» Testo proposto:
===============
Ci si può peraltro domandare sino a che punto la stessa Micòl, ebrea per metà, riesca ad eludere completamente il legame atavico del sangue. Non solo la sua generosa e tollerante ginecologa, impersonata da Anna Galiena, ricorda alla sua giovane paziente che “il patrimonio genetico conta ben più di quello immobiliare”, frase che ritorna come un leitmotiv in varie altre circostanze, ma l’ingenuo entusiasmo di Micòl, scoprendo il proprio retaggio ebraico in casa Liegi si accompagna immediatamente all’introiezione di atteggiamenti di comando e di sopruso nei confronti dei collaboratori del nonno, primo fra tutti il factotum e custode dei segreti di famiglia, Vanni (Marco Messeri).

La rappresentazione della villa Liegi, circondata da altissime mura e protetta da invalicabili cancelli, come metafora di un universo stantio e ripiegato su se stesso, ha il suo più riconoscibile antecedente nel Giardino dei Finzi Contini di Vittorio De Sica del 1970, ispirato all’omonimo romanzo di Giorgio Bassani, e innesca inevitabili reminiscenze cinematografiche anche con la sinistra proprietà dei Luzzatti a Volterra nel film di Luchino Visconti, Le Vaghe stelle dell’orsa, del 1965, dimora dove si consuma l’incestuoso amore tra i due figli del professore ebreo deportato e ucciso ad Auschwitz.

I larvati pregiudizi di stampo antisemita della piccola borghesia provinciale di Livorno sono certo rintuzzati da una risentita Emma, che fino ad allora aveva cercato di cancellare i suoi natali adoperando solo il cognome Pagnotta del marito meridionale, nel corso di una cena in cui i commensali fanno dei commenti denigratori sugli ebrei. Questa è la prima e l’unica volta in cui Emma rivendica l’appartenenza a una casta di banchieri sefarditi istallati a Livorno fin dal Cinquecento (anche se contrariamente a quanto appare nel dialogo le livornine non furono promulgate da Cosimo I de Medici nel 1548 bensì dal figlio Ferdinando nel 1591). Inoltre numerosi sono i rimandi intertestuali nella serie televisiva ad opere di autori ebrei della letteratura italiana del Novecento, da Natalia Ginzburg, a cui si riprende la particolare grafia dell’aggettivo con la g del titolo Lessico famigliare, sino alla scelta dei nomi dei personaggi, come quello di Micòl di bassaniana memoria o il cognome Liegi, ispirato all’anagramma, Ulvi Liegi (1858-1939), usato dal pittore livornese Luigi Levi per firmare i suoi quadri. Ma questo non basta per rendere del tutto credibile la caratterizzazione dei suoi personaggi ebraici.
===============
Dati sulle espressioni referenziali
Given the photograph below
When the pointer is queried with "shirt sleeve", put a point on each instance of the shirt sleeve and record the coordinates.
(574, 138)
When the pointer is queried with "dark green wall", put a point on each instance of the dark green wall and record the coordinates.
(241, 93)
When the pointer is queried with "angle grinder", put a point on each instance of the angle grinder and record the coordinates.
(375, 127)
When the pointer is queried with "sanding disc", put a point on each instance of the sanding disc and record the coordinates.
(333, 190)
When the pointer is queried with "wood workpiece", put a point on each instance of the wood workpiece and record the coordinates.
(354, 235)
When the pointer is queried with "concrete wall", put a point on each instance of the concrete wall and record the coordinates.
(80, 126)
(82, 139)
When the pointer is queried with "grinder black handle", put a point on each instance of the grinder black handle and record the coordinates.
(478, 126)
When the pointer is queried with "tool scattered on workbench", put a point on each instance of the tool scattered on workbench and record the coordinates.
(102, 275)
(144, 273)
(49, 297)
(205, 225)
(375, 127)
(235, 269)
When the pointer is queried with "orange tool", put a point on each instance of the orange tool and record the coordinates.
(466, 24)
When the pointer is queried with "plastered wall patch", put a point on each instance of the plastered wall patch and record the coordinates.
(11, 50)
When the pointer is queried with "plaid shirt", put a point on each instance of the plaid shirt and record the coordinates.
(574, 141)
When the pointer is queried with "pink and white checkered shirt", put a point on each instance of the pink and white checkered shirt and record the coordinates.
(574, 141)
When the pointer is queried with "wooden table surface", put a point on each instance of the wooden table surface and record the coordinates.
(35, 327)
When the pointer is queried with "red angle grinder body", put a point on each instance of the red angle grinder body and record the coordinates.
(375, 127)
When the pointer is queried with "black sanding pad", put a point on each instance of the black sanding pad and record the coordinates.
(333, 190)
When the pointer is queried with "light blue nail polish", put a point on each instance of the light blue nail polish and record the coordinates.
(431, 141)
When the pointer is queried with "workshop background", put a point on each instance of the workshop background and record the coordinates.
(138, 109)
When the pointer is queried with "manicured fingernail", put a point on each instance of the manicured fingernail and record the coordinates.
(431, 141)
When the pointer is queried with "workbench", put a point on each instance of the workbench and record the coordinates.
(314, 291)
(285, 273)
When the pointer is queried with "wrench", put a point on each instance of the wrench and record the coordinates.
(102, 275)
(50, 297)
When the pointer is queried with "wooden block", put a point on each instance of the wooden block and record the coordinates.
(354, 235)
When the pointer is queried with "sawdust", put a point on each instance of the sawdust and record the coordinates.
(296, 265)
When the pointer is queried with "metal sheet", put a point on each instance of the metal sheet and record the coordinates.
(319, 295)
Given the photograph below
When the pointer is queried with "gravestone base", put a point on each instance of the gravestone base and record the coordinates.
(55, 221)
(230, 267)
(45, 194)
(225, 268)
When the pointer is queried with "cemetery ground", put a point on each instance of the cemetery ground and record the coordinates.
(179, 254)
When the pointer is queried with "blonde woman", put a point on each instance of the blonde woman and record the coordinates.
===============
» Consegne di lavoro:
• A. Ricopia dal testo proposto il passo che comincia con "La rappresentazione della" e prosegue fino a "ucciso ad Auschwitz.".
• B. Nel testo proposto, quale cognome adoperava Emma per cancellare i suoi natali?

» Risposte alle consegne:
• A.
La rappresentazione della villa Liegi, circondata da altissime mura e protetta da invalicabili cancelli, come metafora di un universo stantio e ripiegato su se stesso, ha il suo più riconoscibile antecedente nel Giardino dei Finzi Contini di Vittorio De Sica del 1970, ispirato all’omonimo romanzo di Giorgio Bassani, e innesca inevitabili reminiscenze cinematografiche anche con la sinistra proprietà dei Luzzatti a Volterra nel film di Luchino Visconti, Le Vaghe stelle dell’orsa, del 1965, dimora dove si consuma l’incestuoso amore tra i due figli del professore ebreo deportato e ucciso ad Auschwitz.

• B. Il cognome Pagnotta, quello del marito meridionale.